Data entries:
## start

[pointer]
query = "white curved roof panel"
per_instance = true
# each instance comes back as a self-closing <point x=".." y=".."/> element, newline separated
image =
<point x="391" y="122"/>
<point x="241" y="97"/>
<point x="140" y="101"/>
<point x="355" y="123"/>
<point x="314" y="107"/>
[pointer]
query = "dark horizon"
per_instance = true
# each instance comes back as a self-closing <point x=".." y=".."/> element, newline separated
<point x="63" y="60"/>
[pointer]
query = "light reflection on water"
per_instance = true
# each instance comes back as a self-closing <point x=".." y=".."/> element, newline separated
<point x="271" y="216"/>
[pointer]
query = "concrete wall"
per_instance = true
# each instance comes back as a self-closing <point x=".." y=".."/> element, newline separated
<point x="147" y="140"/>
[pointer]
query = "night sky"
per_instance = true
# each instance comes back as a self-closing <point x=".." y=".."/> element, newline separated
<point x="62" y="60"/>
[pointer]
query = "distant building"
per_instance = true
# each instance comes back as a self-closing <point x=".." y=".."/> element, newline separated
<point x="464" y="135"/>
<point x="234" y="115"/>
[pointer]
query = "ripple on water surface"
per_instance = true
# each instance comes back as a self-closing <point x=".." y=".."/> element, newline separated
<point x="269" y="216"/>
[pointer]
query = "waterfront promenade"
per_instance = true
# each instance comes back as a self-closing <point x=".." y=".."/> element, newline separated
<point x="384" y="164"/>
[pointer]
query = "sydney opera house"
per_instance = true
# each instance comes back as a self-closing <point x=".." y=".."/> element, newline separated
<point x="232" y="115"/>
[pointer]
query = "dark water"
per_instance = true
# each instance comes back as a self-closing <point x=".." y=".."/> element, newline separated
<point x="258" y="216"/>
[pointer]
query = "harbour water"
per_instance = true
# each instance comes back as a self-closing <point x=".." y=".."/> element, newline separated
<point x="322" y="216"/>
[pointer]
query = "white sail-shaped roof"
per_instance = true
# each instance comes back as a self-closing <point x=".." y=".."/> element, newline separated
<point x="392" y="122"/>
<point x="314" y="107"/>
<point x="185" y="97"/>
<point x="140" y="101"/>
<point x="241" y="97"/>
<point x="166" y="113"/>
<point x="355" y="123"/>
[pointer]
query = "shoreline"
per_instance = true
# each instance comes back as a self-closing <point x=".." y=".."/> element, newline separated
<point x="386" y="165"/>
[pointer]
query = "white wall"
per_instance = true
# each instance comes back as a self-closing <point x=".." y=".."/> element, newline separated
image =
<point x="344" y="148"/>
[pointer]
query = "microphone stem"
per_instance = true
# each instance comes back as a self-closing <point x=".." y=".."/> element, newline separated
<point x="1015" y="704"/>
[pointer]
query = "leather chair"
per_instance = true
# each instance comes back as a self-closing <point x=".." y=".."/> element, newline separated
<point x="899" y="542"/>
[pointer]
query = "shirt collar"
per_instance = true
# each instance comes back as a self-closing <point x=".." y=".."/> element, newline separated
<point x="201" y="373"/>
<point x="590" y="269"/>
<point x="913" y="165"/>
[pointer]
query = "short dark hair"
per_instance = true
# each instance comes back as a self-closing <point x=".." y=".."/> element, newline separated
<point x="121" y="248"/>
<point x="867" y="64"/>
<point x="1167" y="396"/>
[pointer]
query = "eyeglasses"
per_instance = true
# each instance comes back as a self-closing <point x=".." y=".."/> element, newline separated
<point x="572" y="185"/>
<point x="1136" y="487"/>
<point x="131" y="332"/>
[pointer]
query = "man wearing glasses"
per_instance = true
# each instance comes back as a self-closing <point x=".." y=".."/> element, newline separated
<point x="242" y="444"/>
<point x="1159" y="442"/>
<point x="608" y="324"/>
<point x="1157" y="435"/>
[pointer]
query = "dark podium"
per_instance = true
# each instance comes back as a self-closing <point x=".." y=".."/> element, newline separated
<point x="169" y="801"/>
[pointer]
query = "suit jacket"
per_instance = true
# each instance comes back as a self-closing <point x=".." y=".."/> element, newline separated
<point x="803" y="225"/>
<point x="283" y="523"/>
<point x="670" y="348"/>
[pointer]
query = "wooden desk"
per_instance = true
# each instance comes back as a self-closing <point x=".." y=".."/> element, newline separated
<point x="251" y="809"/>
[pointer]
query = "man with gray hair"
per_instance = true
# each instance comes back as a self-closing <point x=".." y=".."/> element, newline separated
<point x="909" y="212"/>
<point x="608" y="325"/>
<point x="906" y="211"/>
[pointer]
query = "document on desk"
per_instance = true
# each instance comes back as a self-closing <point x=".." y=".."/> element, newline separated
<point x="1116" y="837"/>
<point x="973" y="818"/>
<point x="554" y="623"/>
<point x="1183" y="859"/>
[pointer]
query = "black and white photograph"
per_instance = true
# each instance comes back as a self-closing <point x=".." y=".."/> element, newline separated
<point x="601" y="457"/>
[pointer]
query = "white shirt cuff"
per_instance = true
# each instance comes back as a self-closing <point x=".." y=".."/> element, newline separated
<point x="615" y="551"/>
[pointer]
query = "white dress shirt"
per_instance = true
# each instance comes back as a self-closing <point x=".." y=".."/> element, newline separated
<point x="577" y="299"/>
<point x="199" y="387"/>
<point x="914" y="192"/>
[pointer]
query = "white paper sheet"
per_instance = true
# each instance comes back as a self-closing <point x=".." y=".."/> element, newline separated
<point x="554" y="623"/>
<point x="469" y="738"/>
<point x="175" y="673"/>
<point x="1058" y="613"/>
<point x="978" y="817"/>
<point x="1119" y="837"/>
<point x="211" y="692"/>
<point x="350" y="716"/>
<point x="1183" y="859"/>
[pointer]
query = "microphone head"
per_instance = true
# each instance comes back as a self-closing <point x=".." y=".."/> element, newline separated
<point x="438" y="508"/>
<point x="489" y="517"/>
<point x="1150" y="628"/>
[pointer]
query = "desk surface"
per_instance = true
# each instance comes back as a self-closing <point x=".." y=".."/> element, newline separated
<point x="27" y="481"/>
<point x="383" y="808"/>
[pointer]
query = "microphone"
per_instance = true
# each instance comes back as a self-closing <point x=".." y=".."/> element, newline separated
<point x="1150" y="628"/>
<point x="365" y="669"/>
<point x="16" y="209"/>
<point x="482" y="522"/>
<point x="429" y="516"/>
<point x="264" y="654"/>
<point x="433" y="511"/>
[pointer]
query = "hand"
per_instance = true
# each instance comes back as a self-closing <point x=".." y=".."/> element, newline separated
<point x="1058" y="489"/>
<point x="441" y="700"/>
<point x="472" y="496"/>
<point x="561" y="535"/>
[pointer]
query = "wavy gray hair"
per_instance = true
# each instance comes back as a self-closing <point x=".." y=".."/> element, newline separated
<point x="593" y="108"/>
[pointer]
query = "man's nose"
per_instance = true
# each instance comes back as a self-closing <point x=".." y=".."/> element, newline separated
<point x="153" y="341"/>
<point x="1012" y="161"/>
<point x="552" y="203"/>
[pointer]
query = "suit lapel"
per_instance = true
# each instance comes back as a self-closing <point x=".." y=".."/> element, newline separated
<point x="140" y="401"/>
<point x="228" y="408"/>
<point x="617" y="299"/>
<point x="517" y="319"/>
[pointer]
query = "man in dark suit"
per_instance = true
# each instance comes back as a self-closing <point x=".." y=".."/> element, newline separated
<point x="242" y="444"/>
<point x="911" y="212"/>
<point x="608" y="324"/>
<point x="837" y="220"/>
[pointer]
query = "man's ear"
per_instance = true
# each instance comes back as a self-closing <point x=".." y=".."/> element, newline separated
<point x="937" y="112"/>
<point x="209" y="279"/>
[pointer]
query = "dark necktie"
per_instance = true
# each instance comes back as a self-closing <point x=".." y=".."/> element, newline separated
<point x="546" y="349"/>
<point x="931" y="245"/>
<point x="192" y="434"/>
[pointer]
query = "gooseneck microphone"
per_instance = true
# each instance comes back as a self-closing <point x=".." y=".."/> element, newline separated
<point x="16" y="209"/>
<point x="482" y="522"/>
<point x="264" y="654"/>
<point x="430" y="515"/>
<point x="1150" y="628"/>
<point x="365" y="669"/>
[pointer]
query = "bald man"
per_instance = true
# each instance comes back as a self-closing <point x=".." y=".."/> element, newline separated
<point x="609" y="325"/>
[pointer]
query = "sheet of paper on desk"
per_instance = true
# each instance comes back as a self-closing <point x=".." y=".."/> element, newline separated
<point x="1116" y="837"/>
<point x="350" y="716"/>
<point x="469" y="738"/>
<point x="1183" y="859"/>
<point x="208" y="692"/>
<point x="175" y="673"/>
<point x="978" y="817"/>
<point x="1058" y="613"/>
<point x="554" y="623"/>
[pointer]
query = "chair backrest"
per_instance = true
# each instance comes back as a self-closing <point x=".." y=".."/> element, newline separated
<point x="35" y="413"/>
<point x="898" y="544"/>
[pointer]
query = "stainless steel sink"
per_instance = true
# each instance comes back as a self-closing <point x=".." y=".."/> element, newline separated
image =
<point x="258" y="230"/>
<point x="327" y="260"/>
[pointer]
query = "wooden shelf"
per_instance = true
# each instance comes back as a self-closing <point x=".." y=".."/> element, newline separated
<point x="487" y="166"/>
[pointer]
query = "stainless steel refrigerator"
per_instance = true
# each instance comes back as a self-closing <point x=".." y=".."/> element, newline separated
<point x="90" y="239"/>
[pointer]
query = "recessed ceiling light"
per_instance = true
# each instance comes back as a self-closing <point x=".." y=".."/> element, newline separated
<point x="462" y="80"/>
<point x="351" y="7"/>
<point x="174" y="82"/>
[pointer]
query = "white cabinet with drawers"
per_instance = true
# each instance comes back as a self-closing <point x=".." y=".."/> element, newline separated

## end

> **WHAT YOU ARE ASKED TO DO**
Pick out each line in the entries above that contains the word "wooden", and copy those lines in order.

> **RESULT OF THE EXERCISE**
query = "wooden desk"
query = "wooden shelf"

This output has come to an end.